▶ **What the task asks**: Take the line that has "door, that would help a great deal." in it and every line after it to the end of the entries, and reproduce them exactly.

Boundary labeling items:
☆ ☆ ☆ ☆ ☆

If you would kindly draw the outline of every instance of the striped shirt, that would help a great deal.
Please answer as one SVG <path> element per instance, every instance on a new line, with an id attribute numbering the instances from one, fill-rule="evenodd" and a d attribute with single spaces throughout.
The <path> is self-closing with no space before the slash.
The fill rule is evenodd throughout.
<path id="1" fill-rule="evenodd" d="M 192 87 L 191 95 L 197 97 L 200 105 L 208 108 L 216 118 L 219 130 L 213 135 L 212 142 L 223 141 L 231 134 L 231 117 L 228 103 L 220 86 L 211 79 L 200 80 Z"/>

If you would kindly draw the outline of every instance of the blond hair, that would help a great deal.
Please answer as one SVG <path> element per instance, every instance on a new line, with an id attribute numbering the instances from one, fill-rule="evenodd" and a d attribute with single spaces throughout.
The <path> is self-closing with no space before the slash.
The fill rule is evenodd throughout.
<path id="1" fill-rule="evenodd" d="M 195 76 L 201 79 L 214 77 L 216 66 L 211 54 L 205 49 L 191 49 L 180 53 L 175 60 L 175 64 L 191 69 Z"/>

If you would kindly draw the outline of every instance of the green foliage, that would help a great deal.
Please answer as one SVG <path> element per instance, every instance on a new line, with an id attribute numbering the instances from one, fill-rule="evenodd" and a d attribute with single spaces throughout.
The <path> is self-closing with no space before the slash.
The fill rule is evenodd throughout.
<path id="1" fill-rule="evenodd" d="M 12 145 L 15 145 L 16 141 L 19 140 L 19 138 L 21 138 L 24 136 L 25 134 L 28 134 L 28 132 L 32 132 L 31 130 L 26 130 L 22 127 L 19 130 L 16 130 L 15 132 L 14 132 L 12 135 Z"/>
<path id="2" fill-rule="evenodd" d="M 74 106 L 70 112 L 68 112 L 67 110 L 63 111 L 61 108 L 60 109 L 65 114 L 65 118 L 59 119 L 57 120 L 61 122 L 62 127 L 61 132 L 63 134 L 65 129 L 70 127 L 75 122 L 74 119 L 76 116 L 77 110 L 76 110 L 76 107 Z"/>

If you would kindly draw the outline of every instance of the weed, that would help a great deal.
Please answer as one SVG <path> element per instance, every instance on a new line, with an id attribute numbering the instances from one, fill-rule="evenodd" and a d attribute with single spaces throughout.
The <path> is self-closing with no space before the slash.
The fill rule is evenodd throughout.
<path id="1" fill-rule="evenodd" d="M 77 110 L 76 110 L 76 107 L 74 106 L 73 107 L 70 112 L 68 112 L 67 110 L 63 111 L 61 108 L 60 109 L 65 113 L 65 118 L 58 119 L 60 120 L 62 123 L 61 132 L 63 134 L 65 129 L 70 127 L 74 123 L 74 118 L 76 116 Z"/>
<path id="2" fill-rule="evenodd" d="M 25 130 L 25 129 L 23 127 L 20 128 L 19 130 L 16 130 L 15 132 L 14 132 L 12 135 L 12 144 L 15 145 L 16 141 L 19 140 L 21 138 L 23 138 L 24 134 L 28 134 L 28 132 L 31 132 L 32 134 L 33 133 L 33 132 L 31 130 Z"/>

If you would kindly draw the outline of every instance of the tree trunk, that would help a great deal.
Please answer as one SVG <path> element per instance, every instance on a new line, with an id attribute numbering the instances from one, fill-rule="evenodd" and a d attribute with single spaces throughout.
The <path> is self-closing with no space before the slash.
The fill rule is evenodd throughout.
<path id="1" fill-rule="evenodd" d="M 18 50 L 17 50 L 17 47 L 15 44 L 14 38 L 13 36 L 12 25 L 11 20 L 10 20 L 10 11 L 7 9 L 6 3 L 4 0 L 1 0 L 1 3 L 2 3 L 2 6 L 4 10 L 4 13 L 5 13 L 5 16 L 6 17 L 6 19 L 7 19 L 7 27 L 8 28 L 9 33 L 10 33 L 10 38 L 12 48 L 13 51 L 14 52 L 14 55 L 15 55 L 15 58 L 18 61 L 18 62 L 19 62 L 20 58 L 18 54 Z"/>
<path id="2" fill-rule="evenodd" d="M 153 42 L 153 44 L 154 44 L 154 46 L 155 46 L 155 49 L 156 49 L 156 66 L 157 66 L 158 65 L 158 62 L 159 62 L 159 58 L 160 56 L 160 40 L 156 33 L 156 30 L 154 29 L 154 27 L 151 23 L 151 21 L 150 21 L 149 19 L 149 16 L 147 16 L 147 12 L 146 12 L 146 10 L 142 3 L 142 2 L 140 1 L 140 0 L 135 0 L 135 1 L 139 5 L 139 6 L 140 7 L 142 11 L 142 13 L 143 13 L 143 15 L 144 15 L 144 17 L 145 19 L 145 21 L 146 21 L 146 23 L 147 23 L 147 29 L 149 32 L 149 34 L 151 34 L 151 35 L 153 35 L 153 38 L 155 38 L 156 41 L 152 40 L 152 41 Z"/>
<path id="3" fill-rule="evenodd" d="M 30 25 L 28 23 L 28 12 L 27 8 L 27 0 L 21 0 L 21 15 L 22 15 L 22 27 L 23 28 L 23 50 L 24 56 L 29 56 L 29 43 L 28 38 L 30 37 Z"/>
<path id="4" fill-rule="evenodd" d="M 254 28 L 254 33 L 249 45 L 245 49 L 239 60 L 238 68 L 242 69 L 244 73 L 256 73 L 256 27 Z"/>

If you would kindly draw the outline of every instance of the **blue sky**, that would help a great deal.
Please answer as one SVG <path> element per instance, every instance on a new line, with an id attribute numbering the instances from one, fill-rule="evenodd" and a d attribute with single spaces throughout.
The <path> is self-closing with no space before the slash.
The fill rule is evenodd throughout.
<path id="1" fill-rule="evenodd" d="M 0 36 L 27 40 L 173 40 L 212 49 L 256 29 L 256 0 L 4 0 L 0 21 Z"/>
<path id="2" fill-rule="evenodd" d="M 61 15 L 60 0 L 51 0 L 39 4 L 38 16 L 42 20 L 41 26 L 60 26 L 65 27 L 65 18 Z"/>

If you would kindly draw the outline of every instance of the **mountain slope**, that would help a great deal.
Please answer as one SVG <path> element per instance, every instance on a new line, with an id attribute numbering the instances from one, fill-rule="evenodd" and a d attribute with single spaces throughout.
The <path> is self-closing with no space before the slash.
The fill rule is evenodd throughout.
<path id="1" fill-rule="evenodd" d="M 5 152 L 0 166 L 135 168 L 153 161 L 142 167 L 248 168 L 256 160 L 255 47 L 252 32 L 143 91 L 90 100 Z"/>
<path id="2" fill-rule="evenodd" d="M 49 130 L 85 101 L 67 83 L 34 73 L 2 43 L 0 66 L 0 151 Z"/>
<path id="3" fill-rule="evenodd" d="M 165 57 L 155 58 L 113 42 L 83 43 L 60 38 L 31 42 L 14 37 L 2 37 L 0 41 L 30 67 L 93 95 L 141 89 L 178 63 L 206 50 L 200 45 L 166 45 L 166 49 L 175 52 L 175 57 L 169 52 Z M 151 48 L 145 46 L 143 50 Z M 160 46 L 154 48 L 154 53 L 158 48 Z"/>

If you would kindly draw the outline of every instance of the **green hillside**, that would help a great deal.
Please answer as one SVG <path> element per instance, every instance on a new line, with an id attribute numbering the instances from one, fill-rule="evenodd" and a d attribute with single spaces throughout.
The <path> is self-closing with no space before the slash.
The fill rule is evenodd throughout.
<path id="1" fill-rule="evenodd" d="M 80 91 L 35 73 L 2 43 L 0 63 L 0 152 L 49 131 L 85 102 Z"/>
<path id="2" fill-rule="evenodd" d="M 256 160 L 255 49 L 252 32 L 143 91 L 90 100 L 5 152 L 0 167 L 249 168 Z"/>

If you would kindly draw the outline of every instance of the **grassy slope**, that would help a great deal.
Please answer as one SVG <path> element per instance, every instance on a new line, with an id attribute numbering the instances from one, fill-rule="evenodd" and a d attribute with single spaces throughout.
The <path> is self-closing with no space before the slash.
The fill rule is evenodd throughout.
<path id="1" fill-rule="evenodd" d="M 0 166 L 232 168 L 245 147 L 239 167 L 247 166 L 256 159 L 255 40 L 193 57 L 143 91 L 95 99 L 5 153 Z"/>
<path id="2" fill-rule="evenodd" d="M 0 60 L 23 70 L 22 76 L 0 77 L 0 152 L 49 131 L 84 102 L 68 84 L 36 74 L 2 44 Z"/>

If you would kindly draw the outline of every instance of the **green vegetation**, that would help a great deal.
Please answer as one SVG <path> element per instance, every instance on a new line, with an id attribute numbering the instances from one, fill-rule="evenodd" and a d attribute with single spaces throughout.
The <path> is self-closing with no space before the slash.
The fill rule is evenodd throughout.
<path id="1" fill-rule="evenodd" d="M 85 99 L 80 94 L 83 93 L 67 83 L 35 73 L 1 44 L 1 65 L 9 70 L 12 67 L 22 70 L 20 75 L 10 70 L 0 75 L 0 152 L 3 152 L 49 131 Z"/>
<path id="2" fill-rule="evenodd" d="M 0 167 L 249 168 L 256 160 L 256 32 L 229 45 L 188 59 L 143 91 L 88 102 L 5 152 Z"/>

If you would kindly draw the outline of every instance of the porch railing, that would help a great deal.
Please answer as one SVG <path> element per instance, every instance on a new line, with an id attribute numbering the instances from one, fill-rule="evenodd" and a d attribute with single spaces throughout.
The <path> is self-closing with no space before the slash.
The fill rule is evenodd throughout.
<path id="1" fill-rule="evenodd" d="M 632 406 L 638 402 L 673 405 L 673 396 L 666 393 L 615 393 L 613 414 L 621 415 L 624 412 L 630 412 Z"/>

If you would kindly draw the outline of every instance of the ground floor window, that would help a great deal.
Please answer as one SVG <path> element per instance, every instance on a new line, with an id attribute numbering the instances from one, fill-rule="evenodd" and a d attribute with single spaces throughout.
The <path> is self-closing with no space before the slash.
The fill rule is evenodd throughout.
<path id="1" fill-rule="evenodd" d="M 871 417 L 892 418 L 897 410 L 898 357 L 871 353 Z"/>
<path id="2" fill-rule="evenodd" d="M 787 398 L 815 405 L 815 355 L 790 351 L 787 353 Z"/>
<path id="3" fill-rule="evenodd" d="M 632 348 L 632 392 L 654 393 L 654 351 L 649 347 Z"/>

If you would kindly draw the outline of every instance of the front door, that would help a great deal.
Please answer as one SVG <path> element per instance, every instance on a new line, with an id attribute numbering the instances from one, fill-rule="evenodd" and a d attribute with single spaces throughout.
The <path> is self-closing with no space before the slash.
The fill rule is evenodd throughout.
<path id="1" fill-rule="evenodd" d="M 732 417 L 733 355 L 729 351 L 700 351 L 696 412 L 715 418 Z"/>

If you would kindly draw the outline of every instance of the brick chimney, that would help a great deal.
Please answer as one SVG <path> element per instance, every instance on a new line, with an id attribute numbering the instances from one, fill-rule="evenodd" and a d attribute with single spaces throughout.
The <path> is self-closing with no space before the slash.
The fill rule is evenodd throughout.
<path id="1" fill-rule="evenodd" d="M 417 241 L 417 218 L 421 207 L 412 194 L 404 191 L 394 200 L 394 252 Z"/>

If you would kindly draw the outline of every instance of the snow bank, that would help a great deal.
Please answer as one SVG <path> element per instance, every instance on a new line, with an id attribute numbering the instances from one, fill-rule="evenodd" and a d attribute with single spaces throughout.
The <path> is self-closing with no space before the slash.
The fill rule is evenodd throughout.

☆ ☆ ☆ ☆ ☆

▶ **Written response**:
If you would kindly draw the outline of every instance of the front door, that would help a great deal.
Please answer as one SVG <path> element per instance, every instance on a new line, with an id attribute numbering the instances from one, fill-rule="evenodd" and a d attribute with single spaces throughout.
The <path> is self-closing with no space before the slash.
The fill rule is evenodd throughout.
<path id="1" fill-rule="evenodd" d="M 732 417 L 733 355 L 729 351 L 700 351 L 696 412 L 715 418 Z"/>

If you would kindly draw the outline of every instance of the brick chimney, that would help a great deal.
Please answer as one SVG <path> element per instance, every instance on a new line, with an id attribute numbering the instances from one, fill-rule="evenodd" and a d attribute with single spaces throughout.
The <path> is self-closing with no space before the slash.
The fill rule is evenodd throughout.
<path id="1" fill-rule="evenodd" d="M 417 241 L 417 218 L 421 207 L 412 194 L 404 191 L 394 200 L 394 252 Z"/>

If you would kindly draw the outline of every instance of the snow bank, that would help a great deal.
Please answer as one SVG <path> element per instance, every instance on a new line, with an id attribute numbering the instances from one, fill-rule="evenodd" and a d attribute with single spaces throughout.
The <path> is self-closing with no space before the slash.
The fill rule is evenodd throughout.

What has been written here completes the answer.